-- start --
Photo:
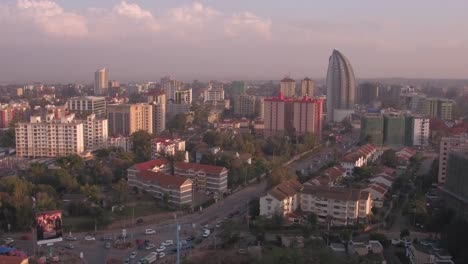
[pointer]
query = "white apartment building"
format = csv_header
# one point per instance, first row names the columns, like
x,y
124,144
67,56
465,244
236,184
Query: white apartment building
x,y
88,104
50,137
95,132
336,206
447,145
281,199
419,131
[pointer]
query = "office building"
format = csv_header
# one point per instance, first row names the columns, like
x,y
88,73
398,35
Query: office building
x,y
101,82
341,88
288,87
49,137
336,206
394,129
440,108
85,105
448,144
367,93
372,129
307,87
307,116
125,119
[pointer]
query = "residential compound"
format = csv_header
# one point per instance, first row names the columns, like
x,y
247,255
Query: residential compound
x,y
153,177
447,145
204,177
50,137
285,116
124,119
85,105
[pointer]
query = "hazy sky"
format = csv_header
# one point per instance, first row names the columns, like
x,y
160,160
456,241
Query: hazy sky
x,y
67,40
-- end --
▶ _Objective_: Repeat the full listing above exactly, with no pictures in the copy.

▶ _Exercise answer_:
Photo:
[pointer]
query = "white apartment building"
format = csv_header
# one point per instance, first row names the columns, like
x,y
124,144
67,56
465,244
236,184
Query: white apartment building
x,y
88,104
50,137
95,132
336,206
447,145
281,199
419,131
[pointer]
query = "office building"
format = csv_header
# one point per instance, first row names the columns, like
x,y
88,73
398,35
Query: office building
x,y
101,82
341,88
288,87
49,137
336,206
394,129
440,108
85,105
448,144
367,93
372,129
307,87
307,116
125,119
[pointer]
query = "residential compound"
format = csv_header
# one point per instance, first row names the columns, like
x,y
247,255
Query: residential compound
x,y
153,177
447,145
204,177
50,137
285,116
124,119
85,105
[pointer]
query = "hazy sky"
format = csv_header
# one point per instance, first row names the columns, like
x,y
160,160
456,241
Query: hazy sky
x,y
67,40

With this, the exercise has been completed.